* begin Materials provided *

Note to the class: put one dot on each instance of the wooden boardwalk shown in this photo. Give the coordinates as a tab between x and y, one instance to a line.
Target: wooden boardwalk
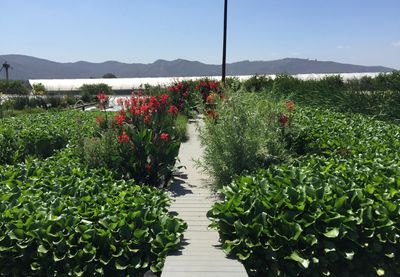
200	253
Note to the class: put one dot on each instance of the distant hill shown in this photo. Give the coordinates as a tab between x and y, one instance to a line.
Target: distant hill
27	67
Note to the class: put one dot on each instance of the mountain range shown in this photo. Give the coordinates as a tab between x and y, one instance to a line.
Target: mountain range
27	67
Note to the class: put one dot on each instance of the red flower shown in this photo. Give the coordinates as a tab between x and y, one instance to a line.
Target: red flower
283	120
164	98
119	119
210	98
290	105
173	110
134	111
146	119
99	119
148	168
102	97
144	108
211	114
164	136
153	103
123	137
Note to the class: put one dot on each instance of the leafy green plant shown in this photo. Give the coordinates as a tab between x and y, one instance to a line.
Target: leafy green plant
146	137
14	87
245	135
333	211
181	127
57	218
258	83
89	91
41	134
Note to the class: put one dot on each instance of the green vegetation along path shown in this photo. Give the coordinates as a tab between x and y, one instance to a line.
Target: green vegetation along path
200	254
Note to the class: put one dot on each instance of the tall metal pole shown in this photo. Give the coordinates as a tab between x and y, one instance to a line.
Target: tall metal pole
224	46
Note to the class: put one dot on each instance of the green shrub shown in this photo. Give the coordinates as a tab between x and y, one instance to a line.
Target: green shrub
20	102
245	135
334	211
312	220
258	83
59	219
41	134
147	140
14	87
181	127
102	151
89	92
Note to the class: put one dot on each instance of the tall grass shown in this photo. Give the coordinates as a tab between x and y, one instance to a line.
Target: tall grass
244	136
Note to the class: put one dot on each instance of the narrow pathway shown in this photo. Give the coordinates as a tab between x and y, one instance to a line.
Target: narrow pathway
200	253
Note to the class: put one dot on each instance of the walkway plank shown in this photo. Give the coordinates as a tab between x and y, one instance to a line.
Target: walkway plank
200	253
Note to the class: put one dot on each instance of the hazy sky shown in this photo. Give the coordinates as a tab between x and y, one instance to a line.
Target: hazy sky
365	32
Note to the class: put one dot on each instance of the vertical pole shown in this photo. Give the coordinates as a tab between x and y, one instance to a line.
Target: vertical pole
224	45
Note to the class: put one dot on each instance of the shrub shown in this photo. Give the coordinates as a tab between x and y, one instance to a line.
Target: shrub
77	222
181	127
183	96
258	83
89	92
20	102
38	89
334	211
312	221
245	135
41	134
14	87
147	139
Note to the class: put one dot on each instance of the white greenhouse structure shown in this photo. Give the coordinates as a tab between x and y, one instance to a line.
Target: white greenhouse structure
126	84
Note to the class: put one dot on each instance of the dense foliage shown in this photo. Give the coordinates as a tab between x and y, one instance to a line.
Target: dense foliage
13	87
246	133
334	211
59	219
89	91
41	134
378	96
142	139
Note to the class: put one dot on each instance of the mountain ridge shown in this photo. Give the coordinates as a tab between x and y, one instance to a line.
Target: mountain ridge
28	67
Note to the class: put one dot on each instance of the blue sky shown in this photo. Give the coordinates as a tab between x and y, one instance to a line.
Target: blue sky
365	32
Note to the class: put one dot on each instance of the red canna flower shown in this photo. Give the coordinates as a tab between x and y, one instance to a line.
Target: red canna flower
146	119
99	119
164	98
119	119
148	168
164	136
102	97
283	120
210	98
211	114
123	137
144	109
173	110
290	105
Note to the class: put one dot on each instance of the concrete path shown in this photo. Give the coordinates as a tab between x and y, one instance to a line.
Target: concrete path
200	253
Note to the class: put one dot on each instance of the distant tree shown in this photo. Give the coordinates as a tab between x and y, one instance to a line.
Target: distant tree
109	76
89	92
38	89
13	87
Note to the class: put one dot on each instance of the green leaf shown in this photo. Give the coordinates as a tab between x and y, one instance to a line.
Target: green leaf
42	249
333	233
295	256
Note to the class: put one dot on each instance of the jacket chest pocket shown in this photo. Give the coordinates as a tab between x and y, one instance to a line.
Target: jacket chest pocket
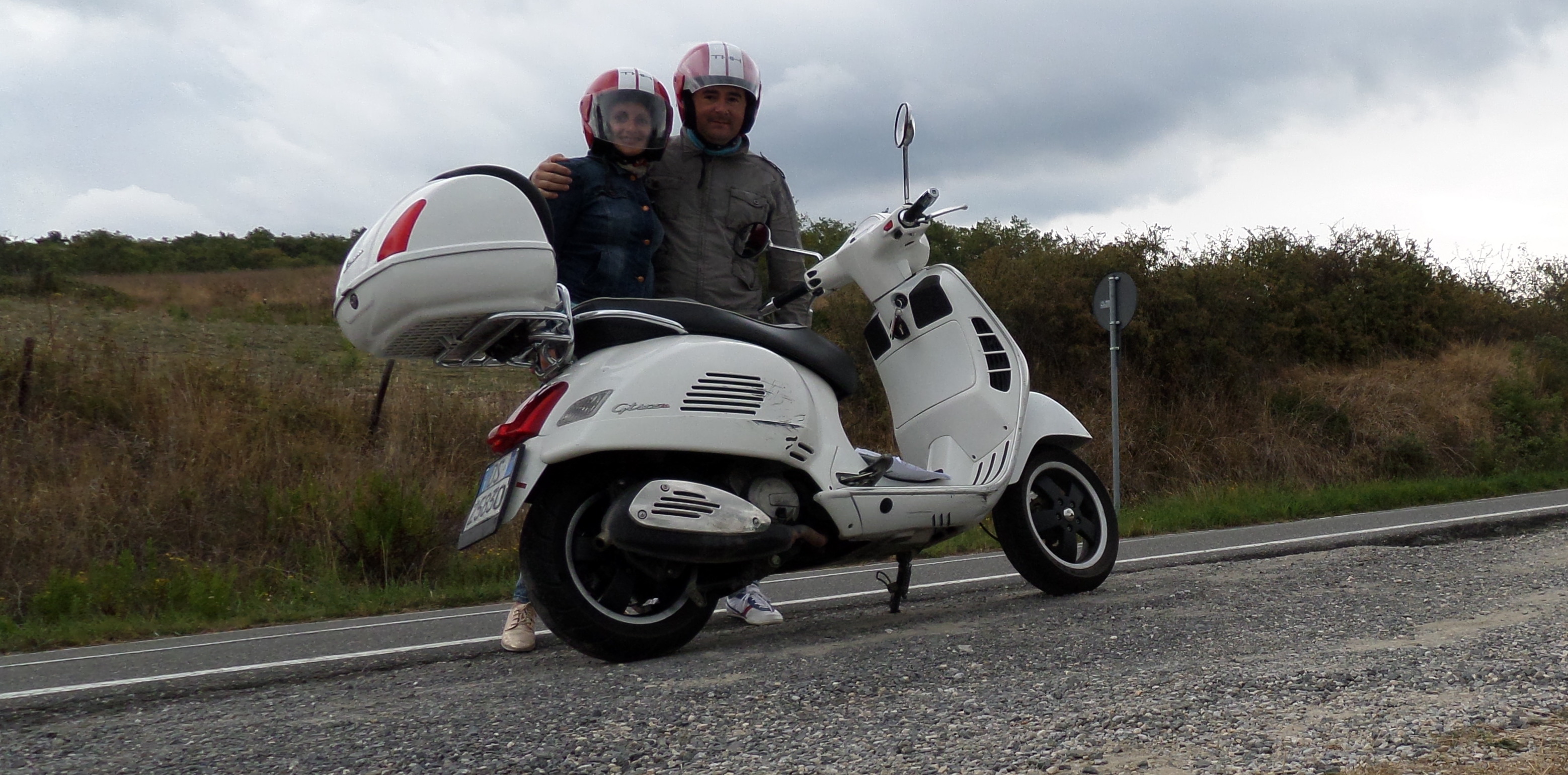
665	192
745	208
607	218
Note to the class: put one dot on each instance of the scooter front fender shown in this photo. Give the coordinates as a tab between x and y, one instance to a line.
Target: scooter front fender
1046	421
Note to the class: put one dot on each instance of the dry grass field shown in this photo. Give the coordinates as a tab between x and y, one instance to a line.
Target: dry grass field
1540	749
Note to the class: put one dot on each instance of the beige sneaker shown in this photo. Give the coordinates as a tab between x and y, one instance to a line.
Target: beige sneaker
518	636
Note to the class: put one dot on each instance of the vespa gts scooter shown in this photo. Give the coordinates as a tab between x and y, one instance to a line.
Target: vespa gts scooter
676	452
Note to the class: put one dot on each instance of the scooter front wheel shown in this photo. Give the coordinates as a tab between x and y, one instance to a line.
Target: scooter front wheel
596	598
1057	524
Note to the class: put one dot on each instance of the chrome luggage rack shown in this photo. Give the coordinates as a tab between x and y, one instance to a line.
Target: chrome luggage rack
550	349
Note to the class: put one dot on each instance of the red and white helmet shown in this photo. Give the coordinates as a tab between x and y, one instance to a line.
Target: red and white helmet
717	65
626	107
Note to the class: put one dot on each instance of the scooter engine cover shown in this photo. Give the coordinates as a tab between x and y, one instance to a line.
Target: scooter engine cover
686	521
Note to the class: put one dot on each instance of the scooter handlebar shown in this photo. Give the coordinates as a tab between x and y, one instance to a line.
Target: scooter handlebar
913	214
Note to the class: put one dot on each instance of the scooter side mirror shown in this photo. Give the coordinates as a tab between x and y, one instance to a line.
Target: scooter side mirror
752	241
904	128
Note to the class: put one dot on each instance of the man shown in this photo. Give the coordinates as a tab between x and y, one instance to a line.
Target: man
704	189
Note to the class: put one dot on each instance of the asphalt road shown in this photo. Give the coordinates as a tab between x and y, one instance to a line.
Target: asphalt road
267	653
1303	663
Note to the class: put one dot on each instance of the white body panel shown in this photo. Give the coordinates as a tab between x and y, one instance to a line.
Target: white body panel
477	249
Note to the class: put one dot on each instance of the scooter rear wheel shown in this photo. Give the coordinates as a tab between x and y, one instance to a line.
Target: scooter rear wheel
593	597
1057	524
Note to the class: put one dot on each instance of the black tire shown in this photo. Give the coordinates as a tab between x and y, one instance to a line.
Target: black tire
1057	524
592	595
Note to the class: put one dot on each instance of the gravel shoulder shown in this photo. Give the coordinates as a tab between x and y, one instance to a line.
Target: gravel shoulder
1308	663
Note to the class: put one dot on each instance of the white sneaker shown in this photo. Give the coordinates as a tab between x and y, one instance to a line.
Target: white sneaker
518	636
752	606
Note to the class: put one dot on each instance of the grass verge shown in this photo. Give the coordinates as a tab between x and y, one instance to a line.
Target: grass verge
132	598
1244	506
138	598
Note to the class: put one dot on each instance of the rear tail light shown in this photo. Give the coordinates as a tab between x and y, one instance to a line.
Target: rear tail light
527	419
397	236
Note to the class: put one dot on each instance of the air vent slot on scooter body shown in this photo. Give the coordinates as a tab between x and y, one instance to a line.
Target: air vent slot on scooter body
996	363
725	395
681	503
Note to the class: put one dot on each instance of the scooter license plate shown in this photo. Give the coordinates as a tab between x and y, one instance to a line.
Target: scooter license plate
491	503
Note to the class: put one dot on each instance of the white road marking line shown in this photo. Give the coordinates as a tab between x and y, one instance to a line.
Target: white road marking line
399	650
236	669
253	639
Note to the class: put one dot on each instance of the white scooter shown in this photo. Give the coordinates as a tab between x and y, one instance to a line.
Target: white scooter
676	452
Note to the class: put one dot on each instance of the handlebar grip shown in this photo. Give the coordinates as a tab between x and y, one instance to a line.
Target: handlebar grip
913	214
791	295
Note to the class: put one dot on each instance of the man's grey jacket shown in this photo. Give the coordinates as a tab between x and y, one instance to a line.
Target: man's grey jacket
703	201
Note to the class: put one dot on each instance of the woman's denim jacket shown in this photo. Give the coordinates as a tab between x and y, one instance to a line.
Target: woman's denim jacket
606	232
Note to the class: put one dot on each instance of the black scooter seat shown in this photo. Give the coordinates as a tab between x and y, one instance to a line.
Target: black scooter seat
796	343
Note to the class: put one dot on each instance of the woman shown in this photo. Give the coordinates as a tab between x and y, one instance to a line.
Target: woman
606	229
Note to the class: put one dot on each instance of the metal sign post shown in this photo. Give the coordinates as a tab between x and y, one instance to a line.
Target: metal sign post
1116	300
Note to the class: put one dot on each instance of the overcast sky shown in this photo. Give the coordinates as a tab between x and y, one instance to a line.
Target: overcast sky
1440	120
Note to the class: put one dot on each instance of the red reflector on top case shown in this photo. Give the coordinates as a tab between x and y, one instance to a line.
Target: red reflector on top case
397	236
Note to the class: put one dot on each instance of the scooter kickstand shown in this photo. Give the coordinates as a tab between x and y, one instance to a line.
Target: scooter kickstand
897	589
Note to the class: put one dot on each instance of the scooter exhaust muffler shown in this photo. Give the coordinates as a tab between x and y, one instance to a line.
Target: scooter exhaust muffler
687	521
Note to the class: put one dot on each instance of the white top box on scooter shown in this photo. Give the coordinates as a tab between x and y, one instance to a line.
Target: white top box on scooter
463	247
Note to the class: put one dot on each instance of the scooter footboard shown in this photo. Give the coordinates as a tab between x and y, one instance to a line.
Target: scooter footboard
1046	421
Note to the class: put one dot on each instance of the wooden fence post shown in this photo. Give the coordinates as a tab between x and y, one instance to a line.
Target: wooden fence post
26	385
381	396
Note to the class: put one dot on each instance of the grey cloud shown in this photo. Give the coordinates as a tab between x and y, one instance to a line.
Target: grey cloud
1053	90
316	117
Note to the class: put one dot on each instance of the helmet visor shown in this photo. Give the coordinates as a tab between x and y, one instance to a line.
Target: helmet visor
633	121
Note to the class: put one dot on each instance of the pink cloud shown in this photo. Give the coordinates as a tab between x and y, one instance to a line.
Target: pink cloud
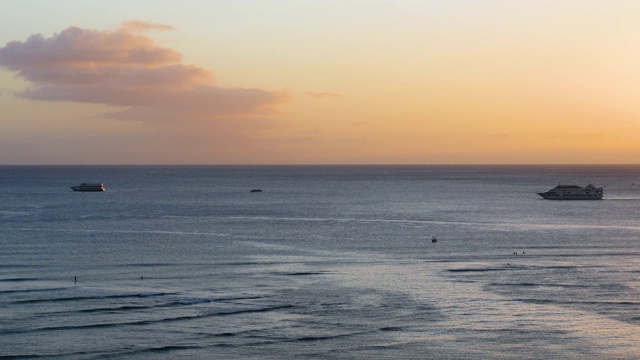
137	25
320	95
122	68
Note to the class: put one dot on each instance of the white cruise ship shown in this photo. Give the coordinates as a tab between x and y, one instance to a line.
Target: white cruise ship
574	192
89	187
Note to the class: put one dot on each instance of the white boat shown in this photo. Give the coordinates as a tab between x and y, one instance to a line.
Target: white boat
89	187
574	192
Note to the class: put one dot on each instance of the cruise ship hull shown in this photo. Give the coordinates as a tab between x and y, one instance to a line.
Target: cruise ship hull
573	192
569	197
88	187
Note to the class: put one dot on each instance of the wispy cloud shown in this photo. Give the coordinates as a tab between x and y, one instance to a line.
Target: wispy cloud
125	68
320	95
141	26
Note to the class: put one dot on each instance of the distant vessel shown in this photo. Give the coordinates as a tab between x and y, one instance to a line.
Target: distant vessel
89	187
574	192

* end Materials provided *

Your objective »
Starting at the line that contains "of the wispy" and continuing through the end of the data, write those lines out again with "distant vessel" swapped for "far-off ship" and everything else left as is.

Expected answer »
Note to the class: put one dot on each instance of the wispy cloud shown in this photo. Give the coordinates as a tab between x and y, one instance to a line.
Target: wispy cloud
125	68
320	95
141	26
Note to the class: put one dot on each instance of the far-off ship shown in this photo. Give the coordinates as a tab between x and y, one instance to a line.
Target: far-off ship
89	187
574	192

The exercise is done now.